START GIVEN RECORDS

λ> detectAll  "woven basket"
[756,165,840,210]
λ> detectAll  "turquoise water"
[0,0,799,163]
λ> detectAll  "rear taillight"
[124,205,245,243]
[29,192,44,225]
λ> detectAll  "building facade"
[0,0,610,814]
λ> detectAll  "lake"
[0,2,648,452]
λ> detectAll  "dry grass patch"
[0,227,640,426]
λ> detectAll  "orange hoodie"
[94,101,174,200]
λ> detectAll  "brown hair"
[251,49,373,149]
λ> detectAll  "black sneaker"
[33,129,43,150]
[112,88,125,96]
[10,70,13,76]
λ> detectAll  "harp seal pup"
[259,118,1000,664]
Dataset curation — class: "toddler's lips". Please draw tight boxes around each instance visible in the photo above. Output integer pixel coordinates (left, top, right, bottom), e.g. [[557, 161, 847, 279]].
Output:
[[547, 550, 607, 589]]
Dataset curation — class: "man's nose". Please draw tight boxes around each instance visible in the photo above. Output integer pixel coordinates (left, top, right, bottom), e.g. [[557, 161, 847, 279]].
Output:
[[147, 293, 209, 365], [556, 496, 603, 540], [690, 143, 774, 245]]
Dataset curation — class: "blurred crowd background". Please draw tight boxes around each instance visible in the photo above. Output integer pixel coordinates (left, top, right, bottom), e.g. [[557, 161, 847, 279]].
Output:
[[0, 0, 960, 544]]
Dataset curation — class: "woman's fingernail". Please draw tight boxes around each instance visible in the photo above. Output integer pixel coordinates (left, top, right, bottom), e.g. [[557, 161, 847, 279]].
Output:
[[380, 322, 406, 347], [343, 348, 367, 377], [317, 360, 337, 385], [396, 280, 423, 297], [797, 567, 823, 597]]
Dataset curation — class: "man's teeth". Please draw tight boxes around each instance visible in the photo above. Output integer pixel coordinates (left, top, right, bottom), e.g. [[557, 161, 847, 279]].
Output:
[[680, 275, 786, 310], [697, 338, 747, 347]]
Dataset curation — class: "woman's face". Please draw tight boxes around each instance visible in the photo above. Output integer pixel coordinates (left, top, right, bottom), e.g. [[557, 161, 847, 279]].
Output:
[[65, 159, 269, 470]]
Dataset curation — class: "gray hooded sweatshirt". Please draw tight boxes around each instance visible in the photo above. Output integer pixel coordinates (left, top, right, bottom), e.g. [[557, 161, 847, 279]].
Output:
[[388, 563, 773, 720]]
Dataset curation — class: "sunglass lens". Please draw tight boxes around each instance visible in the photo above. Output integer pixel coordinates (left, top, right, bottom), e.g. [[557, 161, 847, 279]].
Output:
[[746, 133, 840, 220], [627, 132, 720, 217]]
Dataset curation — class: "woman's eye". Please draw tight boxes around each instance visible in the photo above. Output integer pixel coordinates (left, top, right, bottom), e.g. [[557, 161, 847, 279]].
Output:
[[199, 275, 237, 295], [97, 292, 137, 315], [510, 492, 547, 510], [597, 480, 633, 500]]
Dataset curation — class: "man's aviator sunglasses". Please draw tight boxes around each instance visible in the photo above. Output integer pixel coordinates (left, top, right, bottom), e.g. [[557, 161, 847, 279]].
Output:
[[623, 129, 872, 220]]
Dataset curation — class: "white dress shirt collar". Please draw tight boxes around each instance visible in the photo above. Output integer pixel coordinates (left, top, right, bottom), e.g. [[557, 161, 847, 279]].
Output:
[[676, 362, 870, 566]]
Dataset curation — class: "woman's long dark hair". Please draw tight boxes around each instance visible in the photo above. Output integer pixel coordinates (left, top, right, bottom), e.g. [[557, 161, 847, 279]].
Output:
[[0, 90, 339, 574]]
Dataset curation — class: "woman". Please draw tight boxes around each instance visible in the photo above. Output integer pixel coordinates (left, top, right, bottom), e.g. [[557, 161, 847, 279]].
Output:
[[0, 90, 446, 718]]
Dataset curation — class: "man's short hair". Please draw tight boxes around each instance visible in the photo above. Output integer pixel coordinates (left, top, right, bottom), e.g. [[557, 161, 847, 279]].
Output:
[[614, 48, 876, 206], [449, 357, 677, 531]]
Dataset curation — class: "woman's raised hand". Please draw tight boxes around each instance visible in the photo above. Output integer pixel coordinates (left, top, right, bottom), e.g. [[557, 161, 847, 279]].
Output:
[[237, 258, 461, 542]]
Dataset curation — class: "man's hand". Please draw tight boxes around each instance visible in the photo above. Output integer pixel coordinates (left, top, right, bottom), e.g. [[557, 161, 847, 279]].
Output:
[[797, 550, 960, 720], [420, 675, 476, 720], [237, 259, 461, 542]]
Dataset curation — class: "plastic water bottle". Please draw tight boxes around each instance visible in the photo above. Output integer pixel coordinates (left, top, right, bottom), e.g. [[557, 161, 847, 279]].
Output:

END GIVEN RECORDS

Please reproduce the listing above word for word, starting at its very first line and ending at the line containing "143, 774, 245]]", with both of those lines included.

> **ANSWER TO THIS TASK**
λ> detectAll  "woven basket"
[756,165,840,210]
λ> detectAll  "turquoise water"
[0,0,799,163]
λ> detectAll  "rear taillight"
[124,205,245,243]
[29,192,44,225]
λ> detectAll  "building facade"
[0,0,610,814]
λ> detectAll  "lake"
[0,2,648,452]
λ> detectAll  "dry grass patch"
[0,227,640,426]
λ> detectAll  "orange hoodie"
[94,101,174,200]
λ> detectAll  "brown hair"
[251,49,373,149]
λ> detectAll  "black sneaker"
[33,129,43,150]
[112,88,125,96]
[10,70,13,76]
λ> detectAll  "harp seal pup"
[259,118,1000,664]
Dataset curation — class: "toddler's lips". Please draw tight boxes around each instance visible in the photo above. Output integer pixel coordinates (left, top, right, bottom), e.g. [[557, 161, 847, 279]].
Output:
[[547, 550, 607, 589]]
Dataset curation — class: "man's nose". Please draw tight boxes around each instance visible in the photo above. Output integer pixel coordinates (left, top, right, bottom), e.g. [[557, 161, 847, 279]].
Output:
[[147, 293, 209, 365], [556, 496, 603, 540], [690, 143, 774, 245]]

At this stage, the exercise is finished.